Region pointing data
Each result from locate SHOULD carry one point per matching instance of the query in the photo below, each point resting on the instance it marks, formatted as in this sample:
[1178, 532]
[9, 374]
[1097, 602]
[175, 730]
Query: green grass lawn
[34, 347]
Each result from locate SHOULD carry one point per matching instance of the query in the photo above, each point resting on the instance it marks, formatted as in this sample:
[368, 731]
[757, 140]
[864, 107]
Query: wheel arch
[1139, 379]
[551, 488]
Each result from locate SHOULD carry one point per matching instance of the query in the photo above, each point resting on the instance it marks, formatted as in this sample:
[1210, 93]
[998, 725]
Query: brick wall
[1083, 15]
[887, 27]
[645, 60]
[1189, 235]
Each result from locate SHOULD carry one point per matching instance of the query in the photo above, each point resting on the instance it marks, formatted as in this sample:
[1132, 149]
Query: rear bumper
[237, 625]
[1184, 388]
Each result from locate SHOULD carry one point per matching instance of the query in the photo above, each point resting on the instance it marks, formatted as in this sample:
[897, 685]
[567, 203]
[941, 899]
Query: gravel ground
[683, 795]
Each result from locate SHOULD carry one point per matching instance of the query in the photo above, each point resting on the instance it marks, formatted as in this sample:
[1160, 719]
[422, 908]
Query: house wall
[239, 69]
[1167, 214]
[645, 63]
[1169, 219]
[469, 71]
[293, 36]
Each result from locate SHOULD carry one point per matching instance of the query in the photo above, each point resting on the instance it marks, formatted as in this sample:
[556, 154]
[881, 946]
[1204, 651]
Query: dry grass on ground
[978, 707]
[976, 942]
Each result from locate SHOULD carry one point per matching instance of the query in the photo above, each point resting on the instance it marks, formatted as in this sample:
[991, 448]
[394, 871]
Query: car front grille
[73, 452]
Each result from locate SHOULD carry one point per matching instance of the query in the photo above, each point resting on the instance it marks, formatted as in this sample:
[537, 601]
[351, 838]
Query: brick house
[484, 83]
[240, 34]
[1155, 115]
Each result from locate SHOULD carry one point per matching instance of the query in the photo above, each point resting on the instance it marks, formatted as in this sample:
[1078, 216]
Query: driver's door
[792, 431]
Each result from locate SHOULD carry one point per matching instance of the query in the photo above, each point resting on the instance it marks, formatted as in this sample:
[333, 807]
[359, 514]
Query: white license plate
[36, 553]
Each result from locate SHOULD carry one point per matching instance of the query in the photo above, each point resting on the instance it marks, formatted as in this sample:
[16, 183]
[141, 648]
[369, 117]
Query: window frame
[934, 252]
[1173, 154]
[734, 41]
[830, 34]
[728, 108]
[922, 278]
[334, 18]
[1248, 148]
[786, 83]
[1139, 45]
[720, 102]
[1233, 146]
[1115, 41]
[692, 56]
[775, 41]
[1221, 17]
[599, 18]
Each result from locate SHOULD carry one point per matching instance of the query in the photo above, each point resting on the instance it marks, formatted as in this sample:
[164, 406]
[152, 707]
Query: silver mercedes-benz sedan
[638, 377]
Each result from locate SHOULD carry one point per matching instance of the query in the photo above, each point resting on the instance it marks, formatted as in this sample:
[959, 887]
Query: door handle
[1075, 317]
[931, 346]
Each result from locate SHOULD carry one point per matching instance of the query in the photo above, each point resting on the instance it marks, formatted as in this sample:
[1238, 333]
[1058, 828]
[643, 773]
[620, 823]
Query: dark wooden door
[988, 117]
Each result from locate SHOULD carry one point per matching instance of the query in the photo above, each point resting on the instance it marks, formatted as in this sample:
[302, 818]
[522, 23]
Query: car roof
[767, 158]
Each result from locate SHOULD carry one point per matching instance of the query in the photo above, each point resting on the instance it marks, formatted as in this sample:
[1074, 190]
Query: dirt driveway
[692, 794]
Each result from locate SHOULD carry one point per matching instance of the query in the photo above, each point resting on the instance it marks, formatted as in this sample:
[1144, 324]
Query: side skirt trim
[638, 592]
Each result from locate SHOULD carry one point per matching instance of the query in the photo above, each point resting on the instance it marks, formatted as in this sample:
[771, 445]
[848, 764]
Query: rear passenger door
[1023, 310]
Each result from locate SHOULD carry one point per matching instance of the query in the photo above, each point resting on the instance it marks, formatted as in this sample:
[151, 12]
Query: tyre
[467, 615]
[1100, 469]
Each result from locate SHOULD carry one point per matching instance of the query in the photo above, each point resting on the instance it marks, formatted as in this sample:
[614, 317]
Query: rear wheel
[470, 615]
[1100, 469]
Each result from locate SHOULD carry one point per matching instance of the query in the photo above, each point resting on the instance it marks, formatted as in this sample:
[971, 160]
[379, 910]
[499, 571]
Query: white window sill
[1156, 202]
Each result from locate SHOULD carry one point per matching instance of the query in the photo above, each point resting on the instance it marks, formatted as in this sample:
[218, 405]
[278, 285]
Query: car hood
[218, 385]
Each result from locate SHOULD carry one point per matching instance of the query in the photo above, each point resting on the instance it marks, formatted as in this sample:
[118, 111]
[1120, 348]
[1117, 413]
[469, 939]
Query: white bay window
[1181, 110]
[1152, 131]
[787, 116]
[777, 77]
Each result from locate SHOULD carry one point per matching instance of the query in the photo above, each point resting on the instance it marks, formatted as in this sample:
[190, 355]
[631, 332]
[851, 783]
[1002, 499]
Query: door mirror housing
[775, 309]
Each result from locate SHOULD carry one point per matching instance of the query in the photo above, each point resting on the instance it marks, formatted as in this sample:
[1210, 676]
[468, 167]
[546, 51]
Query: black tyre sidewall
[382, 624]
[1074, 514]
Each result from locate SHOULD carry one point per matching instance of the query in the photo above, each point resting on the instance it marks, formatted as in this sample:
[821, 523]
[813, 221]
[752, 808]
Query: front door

EXERCISE DESCRIPTION:
Each record is to be retyped exactly as written.

COMPLETED EXERCISE:
Each result from locate SHOULD carry one point per matching instance of the query in the photo below, each point resting on the instance it marks, formatted as in this sample:
[1178, 532]
[9, 374]
[1097, 602]
[175, 730]
Query: green grass lawn
[34, 347]
Each result from locate SHOULD carry one point per matching instance of the query in the photo above, each point resting on the instance it marks, formatted as in this sample:
[368, 731]
[757, 140]
[864, 107]
Query: wheel arch
[1139, 379]
[551, 488]
Each result from locate SHOULD carry one point per matching instance of the query in the photo above, each point resting on the instance it marks, formatted as in this sample:
[1210, 93]
[998, 725]
Query: brick wall
[1083, 15]
[887, 27]
[645, 60]
[1189, 235]
Each result from locate SHOULD carry one point per matching instance of the query in the photo above, each point resting on the instance it marks, formatted as in this sample:
[1132, 149]
Query: rear bumper
[237, 625]
[1184, 388]
Each result from locate SHOULD carry one point per matching instance of the query in the photo above, each point resting on the instance it marks, formatted as in this sample:
[897, 685]
[567, 203]
[941, 899]
Query: gravel ground
[683, 795]
Each result from locate SHOULD carry one point per matching instance of the query in the photo above, each point resting on the instance it marks, formatted as in this sample:
[1160, 719]
[422, 908]
Query: house wall
[239, 69]
[1167, 214]
[645, 63]
[1169, 219]
[469, 71]
[293, 36]
Each result from locate SHOULD carry one point per matching instance of the query in the photo above, each point resting on the instance it marks, formatted as in this sample:
[556, 154]
[881, 946]
[1204, 651]
Query: dry grass on ground
[978, 707]
[976, 942]
Each result from locate SHOULD carry one point per matching instance of the query in the photo above, each point resting on the instance it marks, formatted as in this sample:
[991, 448]
[394, 871]
Query: car front grille
[73, 452]
Each result from locate SHOULD carry one point per matching instance of the query in the photo above, each point resting on the instance it marks, formatted as in this sample:
[537, 601]
[351, 838]
Query: brick house
[484, 83]
[240, 34]
[1155, 115]
Each result from locate SHOULD carry one point per matching instance of the query in the photo above, each point resting on the instance it marks, formatted as in this sample:
[1078, 216]
Query: driver's door
[792, 431]
Each result from locate SHOULD carry one point per matching instance of the query in the photo above, each point resting on the instance it marks, formatted as in this sample:
[333, 807]
[359, 514]
Query: white license plate
[36, 553]
Each result from locate SHOULD carry one point per matching instance of the query in the photo above, each point resting on the instance it marks, formatted as in this sample:
[16, 183]
[141, 648]
[369, 117]
Query: window frame
[934, 252]
[1173, 154]
[734, 41]
[830, 34]
[728, 108]
[922, 278]
[334, 18]
[1248, 148]
[786, 83]
[1139, 45]
[720, 102]
[1233, 146]
[1115, 41]
[692, 56]
[775, 41]
[1221, 17]
[599, 18]
Each result from locate SHOULD carry one point per matching instance of the query in the photo above, each point resting on the instance it marks, formatted as in this sample:
[164, 406]
[152, 707]
Query: silver mercedes-benz sedan
[638, 377]
Each result from locate SHOULD carry one point per matching instance of the query in the photo above, each point resting on the instance it marks, formatted as in this sample:
[959, 887]
Query: door handle
[1075, 317]
[931, 346]
Each result from locate SHOULD carry one point per matching instance of the query in the photo above, each point resting on the instance it marks, formatted as in this sample:
[1238, 333]
[1058, 828]
[643, 773]
[620, 823]
Query: dark wooden door
[988, 117]
Each result from locate SHOULD carry one point per matching instance of the query in the photo above, each point resting on the instance it marks, formatted as in this sample:
[302, 818]
[522, 23]
Query: car roof
[767, 158]
Each result from locate SHOULD carry one point per matching instance of the query in the photo above, each point resting on the instance it marks, formatted as in this sample:
[1074, 190]
Query: dirt driveway
[692, 794]
Each result from locate SHOULD carry one point per matching instance of the query in the photo above, each point resting on the instance it marks, formatted as in this sample:
[1144, 324]
Query: side skirt trim
[638, 592]
Each result from locate SHOULD carry one point per matching instance of the query in the photo above, each point resting on the instance it marks, formatted as in this sample:
[771, 445]
[848, 764]
Query: rear passenger door
[1023, 310]
Each result from locate SHOULD carry one point per matching instance of the query in the photo above, each point resting on the instance it marks, formatted as in this sample:
[151, 12]
Query: tyre
[467, 615]
[1100, 469]
Each result from locate SHOULD carry one point per matching instance of the query in the photo above, each point resting on the instance it marks, formatted as in this sample:
[614, 317]
Query: rear wheel
[470, 615]
[1100, 469]
Each result from locate SHOULD carry one point per matching instance of the query in the photo above, each point resting on the instance it marks, formatted as in this sample:
[971, 160]
[379, 910]
[499, 571]
Query: white window sill
[1156, 202]
Each result from locate SHOULD carry one point per matching instance of the query in the photo above, each point resting on the instance it marks, formatted as in this sample:
[218, 405]
[278, 285]
Query: car hood
[218, 385]
Each result from locate SHOULD carry one point per matching instance of the query in the photo above, each point resting on the instance it marks, formatted as in this sample:
[118, 111]
[1120, 348]
[1117, 413]
[469, 939]
Query: white bay window
[1181, 110]
[1152, 131]
[787, 116]
[777, 77]
Each result from locate SHOULD carry one point per matching instance of the query in the photo above, each point resting on the instance it marks, formatted as in this sample:
[190, 355]
[631, 332]
[851, 783]
[1002, 499]
Query: door mirror housing
[775, 309]
Each result from locate SHOULD carry one point per matching instance of the query in the photo above, each point resting on the instance it marks, formatted as in this sample:
[1210, 676]
[468, 167]
[546, 51]
Query: black tyre sidewall
[382, 624]
[1074, 514]
Each result from locate SHOULD carry one point per matching instance of the query in the photo above, each point resting on the instance it marks, formatted as in this sample:
[821, 523]
[813, 221]
[752, 808]
Query: front door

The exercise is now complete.